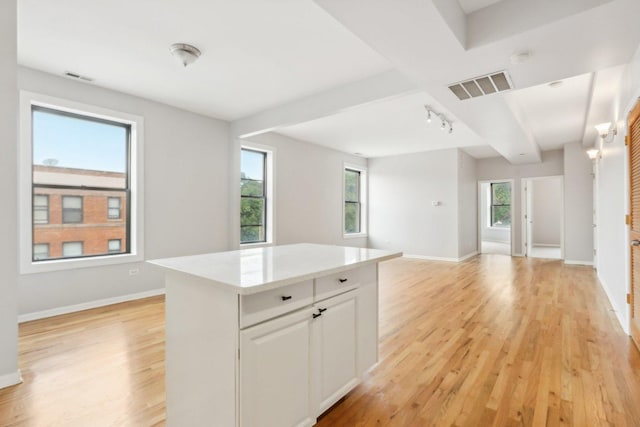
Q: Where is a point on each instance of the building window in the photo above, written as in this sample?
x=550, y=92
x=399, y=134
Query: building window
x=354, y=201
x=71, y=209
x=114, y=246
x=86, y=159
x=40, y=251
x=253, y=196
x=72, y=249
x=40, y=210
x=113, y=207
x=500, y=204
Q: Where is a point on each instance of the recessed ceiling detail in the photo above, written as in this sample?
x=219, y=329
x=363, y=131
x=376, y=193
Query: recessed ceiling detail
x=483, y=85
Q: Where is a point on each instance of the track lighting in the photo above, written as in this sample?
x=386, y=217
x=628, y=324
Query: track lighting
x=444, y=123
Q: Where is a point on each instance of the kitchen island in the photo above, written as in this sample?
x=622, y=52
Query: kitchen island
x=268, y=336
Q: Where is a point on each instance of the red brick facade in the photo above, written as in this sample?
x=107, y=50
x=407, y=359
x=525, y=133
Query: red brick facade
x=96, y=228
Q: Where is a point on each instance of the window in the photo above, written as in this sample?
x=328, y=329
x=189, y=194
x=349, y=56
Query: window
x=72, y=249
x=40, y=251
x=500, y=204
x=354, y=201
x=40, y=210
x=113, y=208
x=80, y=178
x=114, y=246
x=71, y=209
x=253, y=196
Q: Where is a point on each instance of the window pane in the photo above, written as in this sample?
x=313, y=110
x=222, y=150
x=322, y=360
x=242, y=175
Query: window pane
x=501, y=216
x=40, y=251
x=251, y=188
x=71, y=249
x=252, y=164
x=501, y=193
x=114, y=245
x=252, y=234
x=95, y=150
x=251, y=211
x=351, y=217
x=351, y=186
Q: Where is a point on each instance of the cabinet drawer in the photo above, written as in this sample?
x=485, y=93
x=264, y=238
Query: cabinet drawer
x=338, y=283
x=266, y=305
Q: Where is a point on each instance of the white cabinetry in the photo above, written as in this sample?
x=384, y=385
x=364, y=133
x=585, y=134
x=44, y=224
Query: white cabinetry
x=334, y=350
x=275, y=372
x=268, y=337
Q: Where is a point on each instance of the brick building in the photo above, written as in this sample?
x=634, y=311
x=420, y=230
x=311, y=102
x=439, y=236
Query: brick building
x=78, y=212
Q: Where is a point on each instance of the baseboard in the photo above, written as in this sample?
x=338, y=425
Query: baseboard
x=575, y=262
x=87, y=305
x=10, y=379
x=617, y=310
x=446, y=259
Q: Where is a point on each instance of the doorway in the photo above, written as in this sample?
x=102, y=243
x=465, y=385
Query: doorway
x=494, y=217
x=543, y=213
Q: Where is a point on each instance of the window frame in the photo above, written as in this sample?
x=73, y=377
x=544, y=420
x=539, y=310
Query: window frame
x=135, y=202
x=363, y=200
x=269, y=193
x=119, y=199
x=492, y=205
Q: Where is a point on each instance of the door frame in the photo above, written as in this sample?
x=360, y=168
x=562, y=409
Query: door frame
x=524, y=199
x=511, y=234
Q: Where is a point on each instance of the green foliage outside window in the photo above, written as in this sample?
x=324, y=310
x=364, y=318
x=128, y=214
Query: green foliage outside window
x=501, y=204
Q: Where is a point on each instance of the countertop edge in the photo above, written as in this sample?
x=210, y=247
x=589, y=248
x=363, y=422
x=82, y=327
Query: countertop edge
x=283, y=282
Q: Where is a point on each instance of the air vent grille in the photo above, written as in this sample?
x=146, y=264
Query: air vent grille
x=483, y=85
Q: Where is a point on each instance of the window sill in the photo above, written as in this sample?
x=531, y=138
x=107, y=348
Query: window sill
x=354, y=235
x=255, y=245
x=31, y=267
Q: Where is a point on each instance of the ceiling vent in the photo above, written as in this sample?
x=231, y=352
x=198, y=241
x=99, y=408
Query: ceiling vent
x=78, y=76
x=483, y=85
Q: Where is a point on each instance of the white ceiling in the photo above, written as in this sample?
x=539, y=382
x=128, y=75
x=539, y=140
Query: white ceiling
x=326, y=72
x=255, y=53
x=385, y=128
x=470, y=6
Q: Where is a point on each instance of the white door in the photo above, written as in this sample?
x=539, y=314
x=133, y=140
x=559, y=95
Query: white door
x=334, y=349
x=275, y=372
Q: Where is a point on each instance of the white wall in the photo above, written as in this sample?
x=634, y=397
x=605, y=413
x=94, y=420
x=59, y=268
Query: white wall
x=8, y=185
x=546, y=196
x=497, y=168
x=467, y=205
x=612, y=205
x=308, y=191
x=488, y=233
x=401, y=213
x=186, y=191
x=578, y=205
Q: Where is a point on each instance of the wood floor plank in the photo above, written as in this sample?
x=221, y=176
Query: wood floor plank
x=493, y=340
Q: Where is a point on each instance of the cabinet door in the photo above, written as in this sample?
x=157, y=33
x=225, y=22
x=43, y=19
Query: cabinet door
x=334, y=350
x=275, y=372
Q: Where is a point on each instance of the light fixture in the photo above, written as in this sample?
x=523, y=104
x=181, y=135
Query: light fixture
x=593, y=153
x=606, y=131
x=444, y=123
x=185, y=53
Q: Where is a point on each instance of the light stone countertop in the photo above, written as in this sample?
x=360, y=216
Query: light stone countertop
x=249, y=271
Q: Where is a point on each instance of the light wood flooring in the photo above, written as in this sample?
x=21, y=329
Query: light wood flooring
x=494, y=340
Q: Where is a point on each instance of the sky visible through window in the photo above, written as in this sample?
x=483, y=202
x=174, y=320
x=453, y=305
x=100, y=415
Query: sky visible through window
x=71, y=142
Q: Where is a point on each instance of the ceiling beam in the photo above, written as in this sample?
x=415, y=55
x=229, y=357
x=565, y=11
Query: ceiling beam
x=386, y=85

##########

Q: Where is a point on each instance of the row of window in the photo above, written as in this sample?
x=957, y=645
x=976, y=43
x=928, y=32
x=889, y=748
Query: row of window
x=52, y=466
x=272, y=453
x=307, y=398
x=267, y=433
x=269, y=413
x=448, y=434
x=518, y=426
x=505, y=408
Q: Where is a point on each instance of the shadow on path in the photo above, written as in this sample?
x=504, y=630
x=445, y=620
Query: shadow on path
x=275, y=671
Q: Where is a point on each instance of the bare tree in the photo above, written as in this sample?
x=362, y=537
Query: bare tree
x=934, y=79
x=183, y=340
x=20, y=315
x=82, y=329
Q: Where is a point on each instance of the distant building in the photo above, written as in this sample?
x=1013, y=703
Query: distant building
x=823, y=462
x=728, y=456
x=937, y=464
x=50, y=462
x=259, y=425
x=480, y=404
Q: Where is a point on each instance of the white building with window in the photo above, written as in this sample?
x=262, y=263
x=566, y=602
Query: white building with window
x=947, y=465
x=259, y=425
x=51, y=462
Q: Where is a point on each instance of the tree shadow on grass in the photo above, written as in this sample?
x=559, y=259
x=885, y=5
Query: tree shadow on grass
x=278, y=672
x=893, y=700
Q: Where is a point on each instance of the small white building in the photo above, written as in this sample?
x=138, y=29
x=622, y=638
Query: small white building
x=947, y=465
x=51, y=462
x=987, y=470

##########

*YOUR TASK:*
Nothing but the lines above from the one containing "x=634, y=397" through the one containing "x=221, y=176" should appear in the answer, each repeated exactly.

*EXERCISE ANSWER:*
x=634, y=397
x=605, y=413
x=94, y=420
x=59, y=268
Query: white wall
x=8, y=185
x=546, y=196
x=497, y=168
x=467, y=205
x=612, y=205
x=308, y=191
x=488, y=233
x=401, y=213
x=186, y=191
x=578, y=205
Q: Where is a point on each instance of the wood floor plank in the photo above, written as in this sample?
x=221, y=176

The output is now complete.